### TASK
Return the material below in full and exactly.

### THE DATA

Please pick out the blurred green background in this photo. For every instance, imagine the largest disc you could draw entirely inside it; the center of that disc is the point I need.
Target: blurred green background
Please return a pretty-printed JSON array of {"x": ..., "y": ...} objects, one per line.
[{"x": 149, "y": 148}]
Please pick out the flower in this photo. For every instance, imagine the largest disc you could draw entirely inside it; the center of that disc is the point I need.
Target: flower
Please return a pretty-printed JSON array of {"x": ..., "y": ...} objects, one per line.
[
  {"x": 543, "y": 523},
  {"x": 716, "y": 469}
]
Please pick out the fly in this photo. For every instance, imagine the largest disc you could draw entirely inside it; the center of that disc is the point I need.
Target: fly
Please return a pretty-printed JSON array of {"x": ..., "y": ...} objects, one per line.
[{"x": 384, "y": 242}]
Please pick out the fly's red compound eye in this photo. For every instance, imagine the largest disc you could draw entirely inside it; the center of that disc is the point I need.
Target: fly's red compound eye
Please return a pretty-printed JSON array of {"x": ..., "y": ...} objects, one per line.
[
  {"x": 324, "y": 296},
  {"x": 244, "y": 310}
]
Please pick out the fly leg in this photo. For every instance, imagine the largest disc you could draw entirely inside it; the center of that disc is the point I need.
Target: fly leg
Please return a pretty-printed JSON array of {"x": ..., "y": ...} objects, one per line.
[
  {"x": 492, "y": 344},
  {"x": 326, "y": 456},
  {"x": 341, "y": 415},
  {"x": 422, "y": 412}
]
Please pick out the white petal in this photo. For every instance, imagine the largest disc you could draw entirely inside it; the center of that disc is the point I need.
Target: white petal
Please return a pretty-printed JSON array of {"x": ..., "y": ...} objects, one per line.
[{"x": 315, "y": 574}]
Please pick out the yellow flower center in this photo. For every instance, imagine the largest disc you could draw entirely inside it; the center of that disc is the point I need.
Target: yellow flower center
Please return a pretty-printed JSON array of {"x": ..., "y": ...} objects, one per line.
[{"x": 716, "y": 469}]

### SOLUTION BELOW
Please pick out the blurred green background in this photo. For every instance, imagine the largest disc you could draw entirely inside it; the center of that disc is the point I need.
Target: blurred green background
Please return a pretty-printed JSON array of {"x": ..., "y": ...} objects, one per line.
[{"x": 149, "y": 148}]
Please pick out the flower in this photo. For every instance, imagine the largest disc you could draw entirely inside it; the center of that disc is the point I need.
Target: flower
Please return a pretty-printed JSON array of {"x": ..., "y": ...} objects, one per line.
[
  {"x": 543, "y": 523},
  {"x": 716, "y": 469}
]
Please pick out the fly in this photo. For every instance, imagine the largest disc you could draw entirely inside it; the center of that disc is the point I need.
Target: fly
Please return a pretty-printed JSON array of {"x": ..., "y": ...} objects, one per line.
[{"x": 384, "y": 242}]
Please pick out the fly's red compound eye in this photo. For every instance, imagine the largest disc you could draw entirely inside it; the center of that disc is the point I need.
Target: fly's red compound eye
Please return a pretty-printed JSON array of {"x": ..., "y": ...} objects, one per line.
[
  {"x": 324, "y": 296},
  {"x": 244, "y": 310}
]
Please pick out the fly leg in this photo. For every instance, imagine the largest disc you could draw entirely inside it; the center of that disc is the point I need.
Target: fly leg
Please return a pretty-printed JSON array of {"x": ..., "y": ...} objects, one per line.
[
  {"x": 492, "y": 344},
  {"x": 326, "y": 456},
  {"x": 341, "y": 415},
  {"x": 422, "y": 412}
]
Please pick out the white petal in this photo. For every instance, imagine the largest disc you could draw entirely inside it; the center of that disc is the point I need.
Target: white petal
Please return a pretty-printed JSON array of {"x": ..., "y": ...} objects, one per line.
[{"x": 315, "y": 574}]
Please pick out the yellow flower center in this photo. For every instance, imagine the largest disc you could draw entirely inside it; the center of that disc is the point I need.
Target: yellow flower center
Please return a pretty-printed JSON array of {"x": ..., "y": ...} objects, one per line.
[{"x": 716, "y": 469}]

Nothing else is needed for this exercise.